» **Goal of the exercise**: Render the lines of every entry below as a numbered list, dropping any blank lines. Leave the pictures out of your answer.

----

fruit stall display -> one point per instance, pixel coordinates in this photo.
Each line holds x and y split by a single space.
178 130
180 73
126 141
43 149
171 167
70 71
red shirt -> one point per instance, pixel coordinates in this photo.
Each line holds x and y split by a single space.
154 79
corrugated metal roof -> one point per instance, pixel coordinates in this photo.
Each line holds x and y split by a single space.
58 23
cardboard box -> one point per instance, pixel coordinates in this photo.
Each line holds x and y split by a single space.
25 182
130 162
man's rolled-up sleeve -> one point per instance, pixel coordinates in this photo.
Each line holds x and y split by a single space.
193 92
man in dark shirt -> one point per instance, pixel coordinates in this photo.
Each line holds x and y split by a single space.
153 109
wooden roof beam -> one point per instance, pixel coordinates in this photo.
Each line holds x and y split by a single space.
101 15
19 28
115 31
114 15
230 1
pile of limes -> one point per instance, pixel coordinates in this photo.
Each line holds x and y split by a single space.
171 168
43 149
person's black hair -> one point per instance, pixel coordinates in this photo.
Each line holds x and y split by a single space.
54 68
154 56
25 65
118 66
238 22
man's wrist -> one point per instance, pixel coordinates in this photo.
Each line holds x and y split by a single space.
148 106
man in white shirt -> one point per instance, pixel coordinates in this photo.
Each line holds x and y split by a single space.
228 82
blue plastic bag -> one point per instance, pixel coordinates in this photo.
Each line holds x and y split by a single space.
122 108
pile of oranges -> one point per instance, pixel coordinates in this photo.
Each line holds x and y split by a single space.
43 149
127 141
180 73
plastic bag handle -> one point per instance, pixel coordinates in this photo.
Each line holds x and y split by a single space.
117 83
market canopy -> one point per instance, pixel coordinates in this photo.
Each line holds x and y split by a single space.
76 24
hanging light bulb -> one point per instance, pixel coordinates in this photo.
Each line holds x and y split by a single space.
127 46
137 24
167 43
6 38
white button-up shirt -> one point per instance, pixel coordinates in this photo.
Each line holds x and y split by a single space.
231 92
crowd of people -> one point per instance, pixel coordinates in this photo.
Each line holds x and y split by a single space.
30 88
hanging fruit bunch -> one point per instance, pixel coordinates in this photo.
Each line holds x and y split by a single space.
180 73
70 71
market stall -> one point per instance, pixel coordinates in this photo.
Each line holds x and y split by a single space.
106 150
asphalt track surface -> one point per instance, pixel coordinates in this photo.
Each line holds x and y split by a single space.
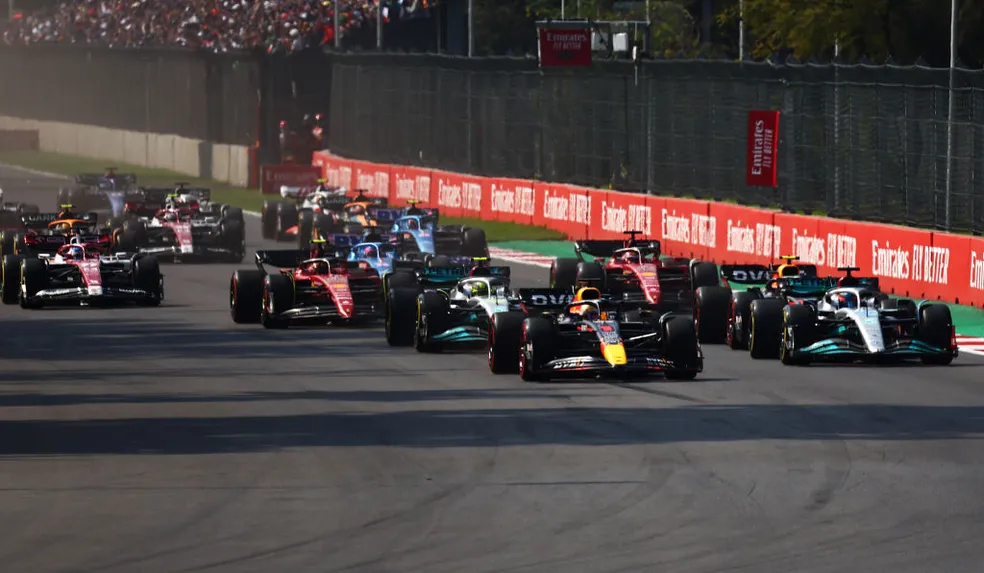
170 439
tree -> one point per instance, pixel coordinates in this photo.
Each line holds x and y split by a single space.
877 29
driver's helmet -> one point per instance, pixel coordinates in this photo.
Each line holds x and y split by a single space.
317 249
587 293
785 271
478 289
845 300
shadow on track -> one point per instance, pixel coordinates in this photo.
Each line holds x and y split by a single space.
49 338
489 428
35 399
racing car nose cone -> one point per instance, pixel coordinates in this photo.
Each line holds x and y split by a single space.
614 354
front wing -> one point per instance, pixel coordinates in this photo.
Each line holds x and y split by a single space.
841 349
590 365
85 295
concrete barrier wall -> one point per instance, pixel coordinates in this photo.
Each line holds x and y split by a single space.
192 157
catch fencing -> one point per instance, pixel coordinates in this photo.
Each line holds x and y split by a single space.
864 142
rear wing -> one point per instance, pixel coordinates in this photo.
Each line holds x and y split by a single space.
383 214
759 274
344 240
200 193
100 179
156 195
282 258
545 298
809 286
41 220
607 248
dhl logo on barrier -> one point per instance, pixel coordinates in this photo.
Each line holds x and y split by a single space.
908 262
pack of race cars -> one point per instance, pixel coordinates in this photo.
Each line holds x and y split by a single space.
615 309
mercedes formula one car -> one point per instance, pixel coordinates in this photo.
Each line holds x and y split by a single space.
853 321
308 286
435 318
590 336
95 191
421 233
78 274
784 281
181 229
634 270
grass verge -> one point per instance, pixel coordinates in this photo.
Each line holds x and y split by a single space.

----

» **Final result**:
1. fruit stall display -> one point per instance, pixel coordinates in this photo.
2. Each line holds x and y split by a single space.
3. 178 130
4. 180 73
5. 126 141
6. 43 149
7. 171 167
8. 70 71
9. red shirt -> one point per instance, pixel coordinates in this photo.
10. Each line holds x and y split by a single space.
11. 154 79
12. corrugated metal roof -> one point per instance, pixel coordinates in this photo.
13. Each line holds x and y split by a single space.
14. 58 23
15. cardboard box -> one point per instance, pixel coordinates in this photo.
16. Each line holds x and y split by a single space.
17. 25 182
18. 130 162
19. man's rolled-up sleeve -> one point per instance, pixel coordinates in this photo.
20. Each line holds x and y split by a single space.
21. 193 92
22. man in dark shirt -> one point per instance, pixel coordinates in this photo.
23. Each line holds x and y split by a single space.
24. 153 109
25. wooden roof beam -> one point per instance, pixel coordinates in this photo.
26. Each line holds x and y split by a single space.
27. 101 15
28. 19 28
29. 115 31
30. 114 15
31. 230 1
32. pile of limes -> one point per instance, pixel coordinates in this photo.
33. Each line holds x and y split by a single space.
34. 171 168
35. 43 149
36. person's black hair -> one point per instance, pixel coordinates in this photo.
37. Each line holds x and y split by a single space.
38. 54 68
39. 154 56
40. 25 65
41. 118 66
42. 238 22
43. man's wrist -> one point per instance, pixel coordinates in this photo.
44. Each line holds x and y split by a single space.
45. 148 106
46. man in white shirt -> one point per instance, pixel coordinates in this photo.
47. Each line holds x and y split by a single space.
48. 228 82
49. blue plastic bag -> one point per instance, pixel coordinates in this photo.
50. Each line holds x and y split by a single space.
51. 122 108
52. pile of oranges -> one point per instance, pixel coordinates in this photo.
53. Each line holds x and y split by a single space.
54. 43 149
55. 127 141
56. 180 73
57. plastic bag handle -> one point per instance, pixel coordinates in this photo.
58. Each line holds x and y split by a single space.
59. 117 83
60. market canopy -> one point per instance, pixel coordinates in this photo.
61. Each line holds x and y split by a single space.
62. 76 24
63. hanging light bulb -> one point per instance, pixel coordinates in this photo.
64. Each line holds x and y split by a single space.
65. 127 46
66. 137 24
67. 167 43
68. 6 38
69. white button-up shirt -> one point per instance, pixel coordinates in this photo.
70. Each line holds x and y split by a single space.
71. 231 92
72. crowd of people -> one point per instance, pixel coordinates in this photo.
73. Each line holds x and y split by a single space.
74. 30 88
75. hanging fruit bunch -> one point per instance, pixel coordinates in this photo.
76. Each line holds x and y split by a single space.
77. 180 73
78. 70 71
79. market stall -> one point per instance, pixel coordinates in this photo.
80. Each line holds x and y split by a single space.
81. 106 150
82. asphalt track surface -> one point per instance, pixel coordinates in this photo.
83. Each line holds x and y split by a single space.
84. 170 439
85. tree -> one point per instance, pixel coordinates in this photo.
86. Each line holds x and y split by a single space.
87. 877 29
88. driver's helmet -> one point per instance, pixel coordinates in this photo.
89. Each line holds x and y split by a single space.
90. 317 249
91. 587 293
92. 785 271
93. 478 289
94. 845 300
95. shadow on track -> one point per instance, pixel coordinates in this photo.
96. Each line holds x and y split by a single space.
97. 49 338
98. 489 428
99. 35 399
100. racing car nose cone -> one point per instance, pixel coordinates in this photo.
101. Each line holds x and y split by a single space.
102. 614 354
103. front wing -> one point per instance, pixel coordinates in this photo.
104. Each line holds x and y split by a single space.
105. 841 349
106. 590 365
107. 85 295
108. concrete barrier wall -> one point per instance, pixel coordinates in this photo.
109. Each line holds x and y split by a single space.
110. 192 157
111. catch fencing -> one point per instance, pixel coordinates in this photo.
112. Each line holds x and y split by a single space.
113. 864 142
114. rear wing -> one point per instance, pixel coordinates in this photo.
115. Each line holds x and y split by a single space.
116. 383 214
117. 759 274
118. 344 240
119. 200 193
120. 100 179
121. 156 195
122. 282 258
123. 545 298
124. 809 286
125. 41 220
126. 607 248
127. dhl logo on barrier -> one point per instance, pixel coordinates in this photo.
128. Each line holds x and y split by a single space.
129. 908 262
130. pack of race cars -> one point per instance, pixel coordinates in this photo.
131. Each line holds x and y split by a single space.
132. 615 309
133. mercedes formula one car -> one point per instance, pixel coordinates in this photo.
134. Each line holds x and y split by a single space.
135. 853 321
136. 308 286
137. 435 318
138. 590 336
139. 95 191
140. 421 233
141. 78 274
142. 784 281
143. 181 229
144. 634 270
145. grass verge -> one point per instance, pixel coordinates in this photo.
146. Each line holds x and y split by a single space.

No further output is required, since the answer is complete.